> **Given task 1**: In the listing below, reproduce everything from its first line down to the line containing "(1003, 481)", including the requests, but multiply every pixel coordinate in the answers by 2.45 and round to whole numbers, with halves rounded up. Omit the pictures, and don't include anything past that line.

> **Article**:
Shock Wave 2
(NC16, 120 minutes, opens Dec 24, 3 stars)
The follow-up to the 2017 bomb-plot thriller features the same star and director - Andy Lau and Herman Yau respectively - in a new and unrelated story. This is typical of Hong Kong franchise movies.
Compare this approach with what Hollywood does, which is to rewrite history so that characters apparently killed in the previous film spring conveniently back to life, and one can see the merits of the Asian style.
Lau is back as yet another bomb disposal officer. This time, he is Poon, a man willing to give his life for his colleagues and the public. He almost does die when a job goes wrong. Months later, after a string of terrorist-planted bombs go off, the finger of suspicion is pointed at him, testing the loyalties of friends and fellow officers such as Tung (Sean Lau) and Pong (Ni Ni).
Yau and screenwriter Erica Lee have shoehorned everything in here - not just from other bomb squad films, but also from entirely different genres. If some works can be called boutique pictures, this one is a mall.

> **Given task 2**: Carry on the Shock Wave 2 review above, picking up right after its final sentence.

> **Records shown**:
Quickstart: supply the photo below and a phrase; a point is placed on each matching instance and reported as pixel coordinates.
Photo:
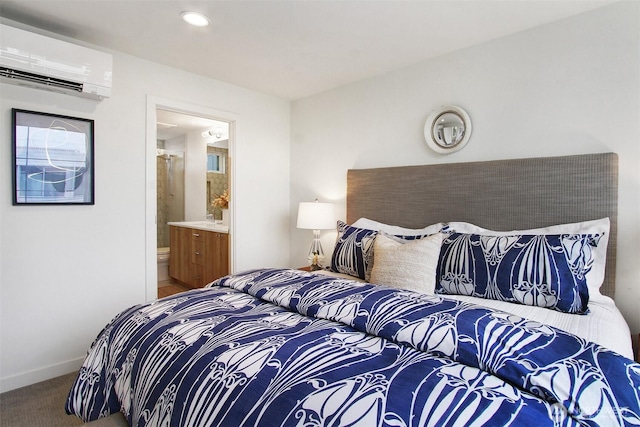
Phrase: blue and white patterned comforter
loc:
(282, 347)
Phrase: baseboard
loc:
(37, 375)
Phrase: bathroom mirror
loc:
(447, 129)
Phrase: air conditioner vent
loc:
(40, 62)
(39, 79)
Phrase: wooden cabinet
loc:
(197, 256)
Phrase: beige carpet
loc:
(38, 405)
(42, 405)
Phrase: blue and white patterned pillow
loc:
(353, 251)
(540, 270)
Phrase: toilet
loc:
(163, 264)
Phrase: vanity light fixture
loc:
(316, 216)
(217, 132)
(195, 18)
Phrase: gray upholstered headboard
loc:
(498, 195)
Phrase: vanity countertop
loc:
(202, 225)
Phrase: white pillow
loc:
(394, 230)
(406, 264)
(595, 277)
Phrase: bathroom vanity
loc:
(199, 252)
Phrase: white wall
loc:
(67, 270)
(570, 87)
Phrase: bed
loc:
(286, 347)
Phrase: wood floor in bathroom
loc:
(170, 287)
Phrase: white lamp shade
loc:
(316, 216)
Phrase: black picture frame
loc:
(53, 159)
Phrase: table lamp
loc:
(316, 216)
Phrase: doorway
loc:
(190, 138)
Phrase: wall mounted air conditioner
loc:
(33, 60)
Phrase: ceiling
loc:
(170, 124)
(294, 48)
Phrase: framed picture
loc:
(52, 159)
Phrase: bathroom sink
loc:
(203, 225)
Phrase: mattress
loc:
(603, 324)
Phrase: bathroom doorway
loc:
(204, 142)
(189, 149)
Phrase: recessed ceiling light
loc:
(195, 18)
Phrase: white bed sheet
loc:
(603, 324)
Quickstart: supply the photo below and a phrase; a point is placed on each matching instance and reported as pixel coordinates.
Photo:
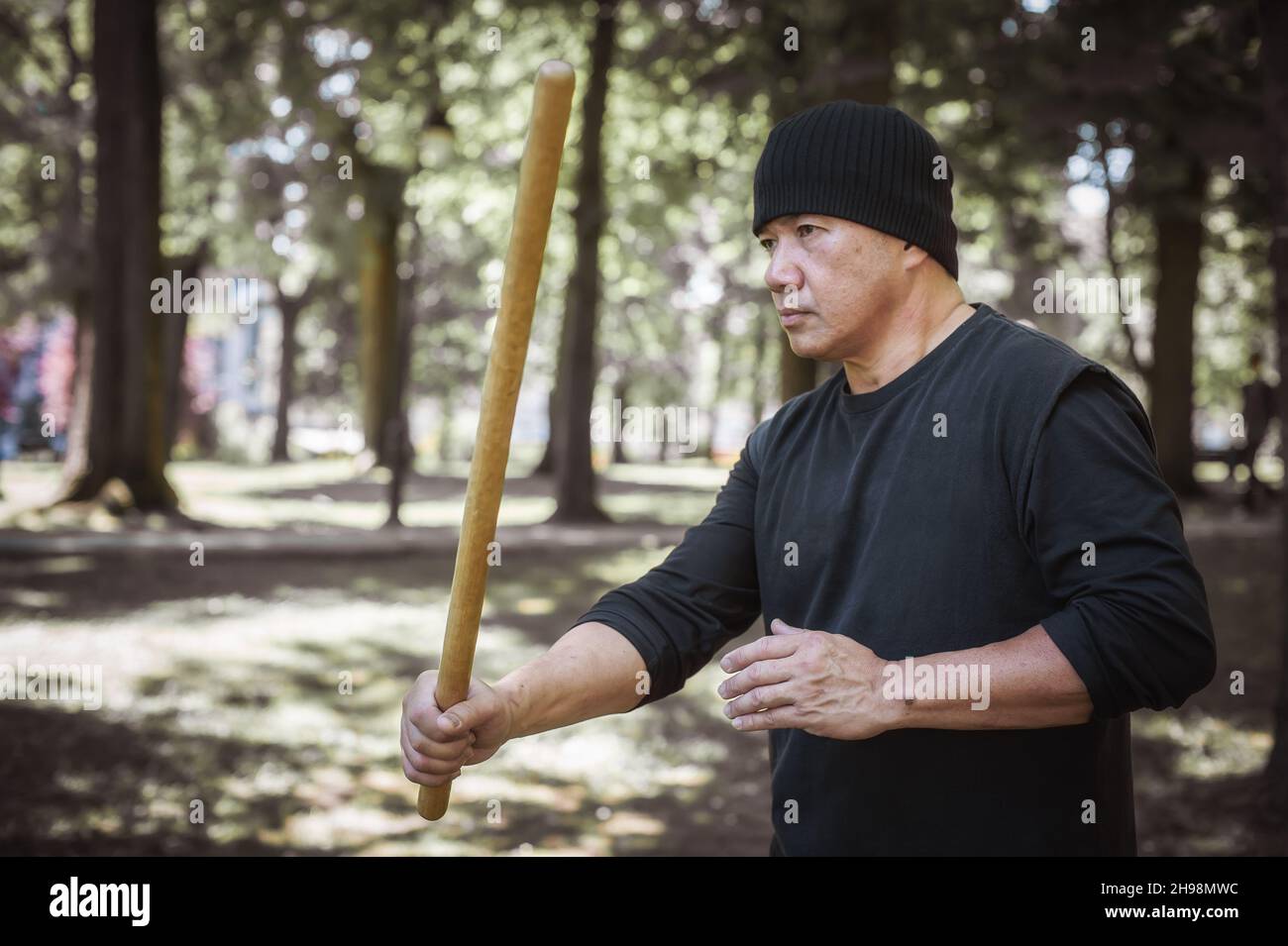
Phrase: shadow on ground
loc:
(268, 691)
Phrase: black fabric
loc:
(868, 163)
(914, 545)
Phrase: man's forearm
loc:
(590, 671)
(1030, 684)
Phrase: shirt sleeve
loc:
(1107, 532)
(703, 594)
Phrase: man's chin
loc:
(804, 345)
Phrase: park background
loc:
(248, 516)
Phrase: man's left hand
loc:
(825, 683)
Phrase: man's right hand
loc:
(436, 743)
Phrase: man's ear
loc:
(910, 262)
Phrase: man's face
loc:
(838, 274)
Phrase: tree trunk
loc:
(1180, 242)
(120, 430)
(619, 391)
(575, 476)
(290, 309)
(377, 306)
(1274, 60)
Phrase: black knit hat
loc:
(868, 163)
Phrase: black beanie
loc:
(868, 163)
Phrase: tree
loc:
(1274, 60)
(575, 476)
(120, 433)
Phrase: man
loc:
(964, 491)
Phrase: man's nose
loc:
(782, 273)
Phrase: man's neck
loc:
(909, 336)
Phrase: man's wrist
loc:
(514, 693)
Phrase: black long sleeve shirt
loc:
(1003, 481)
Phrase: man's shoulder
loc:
(1025, 356)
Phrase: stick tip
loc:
(554, 68)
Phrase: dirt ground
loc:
(226, 696)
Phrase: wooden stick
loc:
(539, 177)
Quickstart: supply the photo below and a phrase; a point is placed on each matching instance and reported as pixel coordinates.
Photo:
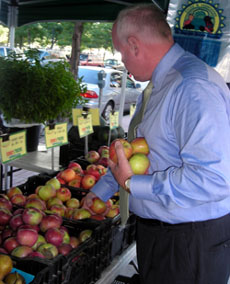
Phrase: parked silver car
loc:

> **Exercise result 1**:
Quickstart: supply the photo below and a phrase; a point is placed on each matching instance and reported as pixel coordinates.
Photo:
Phrase: blue and white patterned comforter
loc:
(691, 850)
Phrase: baseboard
loc:
(91, 919)
Phrase: bathroom mirror
loc:
(1095, 316)
Phrase: air conditioner vent
loc:
(98, 152)
(96, 194)
Phrase: wooden cabinet
loc:
(483, 627)
Phrase: beige carpet
loc:
(93, 992)
(103, 992)
Phrase: blue and white patterned pillow
loc:
(865, 615)
(1323, 662)
Phrase: toilet
loc:
(399, 647)
Phrase: vanity light fixture
loc:
(774, 529)
(532, 323)
(478, 44)
Phrase: gray upholstered headboard
loc:
(1220, 478)
Phrase: vanity countertop
loc:
(495, 551)
Phrase: white pillow
loc:
(965, 564)
(995, 647)
(1458, 679)
Phrase: bathroom vanity
loc:
(488, 617)
Phrase: white wall
loc:
(164, 662)
(1397, 213)
Phrase: bed
loc:
(701, 850)
Phrase: wood floor in bathroom
loc:
(417, 703)
Phrase: white lamp shade
loc:
(774, 529)
Phrase: black picture frame
loc:
(130, 390)
Phrase: table lamp
loc:
(774, 529)
Phrase: doorway
loc:
(466, 338)
Phrase: wall mounted air conditioner
loc:
(81, 147)
Phrase: ceiling
loc:
(417, 304)
(720, 118)
Phrase: framed picture
loc:
(127, 390)
Phrase: bathroom sink
loc:
(497, 551)
Phrase: mattress
loc:
(1477, 794)
Phrase: bathroom doorway
loc:
(500, 348)
(463, 365)
Phrase: recessed ceiling light
loc:
(478, 44)
Phrase: white bed sheet
loc:
(1477, 794)
Quickstart: supply the photo below and a phrase; a point is placed on each matching instance and reported as pixel coordinates.
Photo:
Phrase: shadow on ground
loc:
(657, 1693)
Phrase: black fabric
loc:
(2127, 399)
(2239, 1335)
Phrase: man's forearm
loc:
(1446, 1644)
(2524, 1676)
Phrase: shirt sleeve
loc:
(2712, 1303)
(1722, 1455)
Phrase: man's chin
loc:
(1970, 845)
Phrase: park background
loc:
(608, 1264)
Phrase: man's left hand
loc:
(2021, 1673)
Phrase: man's right hand
loc:
(1068, 1820)
Phrase: man's ear
loc:
(2230, 642)
Phrase: man's face
loc:
(2053, 671)
Phrase: tree trunk
loc:
(2891, 593)
(294, 1054)
(1517, 958)
(1409, 1166)
(711, 757)
(924, 750)
(3121, 147)
Phrase: black knit hat
loc:
(2127, 399)
Phrase: black beanie
loc:
(2127, 399)
Phrase: tree
loc:
(3121, 147)
(1409, 1166)
(294, 1061)
Phrase: man
loc:
(2362, 1203)
Phrase: man's nose
loc:
(1916, 669)
Phrase: man's neck
loc:
(2227, 823)
Phrase: man's wrist
loc:
(1259, 1698)
Phrase: black long sleeve shirt
loc:
(2457, 1178)

> **Exercise result 2**:
Sequel gigantism - a sickness seen in action movies based on hits - is at fault, but there are also threads that feel superfluous. For example, there is a longish montage featuring an injured Poon getting into shape, presumably to show off the middle-aged Lau's hunk factor.
The film also opens with a massive, megadeath-scale explosion - we are talking nuclear event here - followed by a voice-over saying that a blast like this is one possible future unless good people do their jobs.
For those who recognise landmarks, the sight of the mushroom-topped fury sweeping away Hong Kong International Airport and the surrounding landscape carries the same thrill as watching Marina Bay Sands disintegrate in alien-attack movie Independence Day: Resurgence (2016). It's an insider reference that works, in spite of how much of a storytelling dodge it is.

But you do not watch a Herman Yau movie for minimalism. You watch one because it offers value for money.
He has one problem, though: In accordance with media rules in China, police characters have to be living saints. Yau checks this box with the enthusiasm of a civil servant longing for retirement.
Soul
(PG, 106 minutes, opens Dec 25, 4 stars)

The best Pixar movies are not afraid to go to places other animation films dare not. Because a big part of Soul is set in the afterlife, it at first glance appears to be about shuffling off the mortal coil.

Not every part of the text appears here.